» **What you need to do**
Your answer should be the complete data, copied exactly.

» **Dataset**

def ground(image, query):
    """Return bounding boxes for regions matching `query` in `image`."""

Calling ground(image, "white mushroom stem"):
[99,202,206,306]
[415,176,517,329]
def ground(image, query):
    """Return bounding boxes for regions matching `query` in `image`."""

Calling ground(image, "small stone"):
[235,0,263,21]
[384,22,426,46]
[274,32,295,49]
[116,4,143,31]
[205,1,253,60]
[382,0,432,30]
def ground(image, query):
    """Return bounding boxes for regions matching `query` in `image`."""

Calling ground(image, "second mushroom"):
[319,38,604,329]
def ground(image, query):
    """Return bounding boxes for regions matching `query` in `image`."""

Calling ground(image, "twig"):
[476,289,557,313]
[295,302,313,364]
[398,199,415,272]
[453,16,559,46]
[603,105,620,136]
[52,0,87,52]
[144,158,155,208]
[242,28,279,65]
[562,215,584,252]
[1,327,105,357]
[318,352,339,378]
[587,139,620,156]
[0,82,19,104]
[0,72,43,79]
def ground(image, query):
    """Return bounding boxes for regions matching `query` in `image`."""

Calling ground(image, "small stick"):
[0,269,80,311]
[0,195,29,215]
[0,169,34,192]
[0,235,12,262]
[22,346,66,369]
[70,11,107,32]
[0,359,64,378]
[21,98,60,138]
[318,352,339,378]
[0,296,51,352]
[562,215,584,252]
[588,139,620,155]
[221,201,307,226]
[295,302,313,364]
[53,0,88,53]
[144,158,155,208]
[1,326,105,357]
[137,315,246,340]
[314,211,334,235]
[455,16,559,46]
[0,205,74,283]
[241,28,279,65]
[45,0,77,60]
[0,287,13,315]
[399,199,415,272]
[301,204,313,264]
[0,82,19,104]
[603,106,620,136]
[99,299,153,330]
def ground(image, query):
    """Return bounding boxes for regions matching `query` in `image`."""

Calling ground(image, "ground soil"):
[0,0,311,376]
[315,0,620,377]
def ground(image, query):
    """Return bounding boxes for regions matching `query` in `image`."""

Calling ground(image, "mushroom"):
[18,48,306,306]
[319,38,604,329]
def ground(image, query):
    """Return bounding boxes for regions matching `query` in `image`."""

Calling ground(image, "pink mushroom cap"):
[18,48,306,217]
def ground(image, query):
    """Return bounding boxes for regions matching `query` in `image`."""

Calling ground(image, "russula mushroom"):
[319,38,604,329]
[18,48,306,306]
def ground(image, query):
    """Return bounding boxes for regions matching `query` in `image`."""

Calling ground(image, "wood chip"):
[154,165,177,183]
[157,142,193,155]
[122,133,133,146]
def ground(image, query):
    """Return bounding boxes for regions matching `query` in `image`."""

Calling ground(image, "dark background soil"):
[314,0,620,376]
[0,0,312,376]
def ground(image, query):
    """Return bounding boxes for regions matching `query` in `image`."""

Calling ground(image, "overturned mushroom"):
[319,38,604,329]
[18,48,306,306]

» **Response below**
def ground(image, query):
    """Return bounding boxes for regions matching `query` in `image`."""

Calling ground(image, "white mushroom stem"):
[99,202,206,306]
[415,176,517,329]
def ground(image, query):
    """Return bounding boxes for regions matching `query` in `image`."""

Calling ground(image, "small stone"):
[235,0,263,21]
[384,22,426,46]
[274,32,295,49]
[116,4,143,31]
[205,1,253,60]
[382,0,432,30]
def ground(image, query):
    """Return bounding boxes for regions matching `query` in `image`."""

Calling ground(image, "second mushroom"):
[319,38,604,329]
def ground(image, query):
    """Return bounding boxes for regions matching `query` in `image`."""

Calling ground(image, "twig"):
[476,289,557,313]
[295,302,313,364]
[398,199,415,272]
[453,16,559,46]
[603,105,620,136]
[52,0,87,52]
[144,158,155,208]
[242,28,279,65]
[562,215,584,252]
[1,327,105,357]
[318,352,339,378]
[587,139,620,156]
[0,82,19,104]
[0,72,43,79]
def ground(image, query):
    """Return bounding boxes for regions matching `query` in `image`."""

Calling ground(image, "small stick"):
[0,269,80,311]
[0,195,29,215]
[0,169,34,192]
[0,235,12,262]
[22,346,66,369]
[70,11,107,32]
[0,359,64,378]
[21,98,60,138]
[318,352,339,378]
[0,296,51,352]
[562,215,584,252]
[588,139,620,155]
[221,201,307,226]
[295,302,313,364]
[53,0,88,53]
[144,158,155,208]
[1,326,105,357]
[137,315,246,340]
[314,211,334,235]
[455,16,559,46]
[0,205,74,283]
[241,28,279,65]
[45,0,77,60]
[0,287,13,315]
[399,199,415,272]
[301,204,313,264]
[0,82,19,104]
[603,106,620,136]
[99,299,153,330]
def ground(image, query):
    """Return bounding boxes for regions matching `query` in `image`."""

Calling ground(image, "ground soil"):
[0,0,311,376]
[315,0,620,377]
def ground(image, query):
    """Return bounding boxes for regions matching `query` in `image`."""

Calling ground(image, "mushroom"):
[18,48,306,306]
[319,38,604,329]
def ground(image, query):
    """Return bounding boxes for regions matching `query` in `image`."""

Calling ground(image, "pink mushroom cap"):
[18,48,306,217]
def ground(image, query):
    """Return bounding boxes for regions matching `query` in `image`."""

Calling ground(image, "russula mushroom"):
[319,38,604,329]
[18,48,306,306]
def ground(image, query):
    """Return bounding boxes for regions matching `query` in `image`."""

Calling ground(image, "wood chip"):
[154,165,177,183]
[157,142,193,155]
[122,133,133,146]
def ground(image, query):
    """Return bounding boxes for regions matching `query` in `image`."""

Calling ground(image, "dark background soil"):
[314,0,620,376]
[0,0,312,376]
def ground(image, query):
    """Return bounding boxes for regions matching `query` in `image`."""

Calling ground(image, "overturned mushroom"):
[319,38,604,329]
[18,48,306,306]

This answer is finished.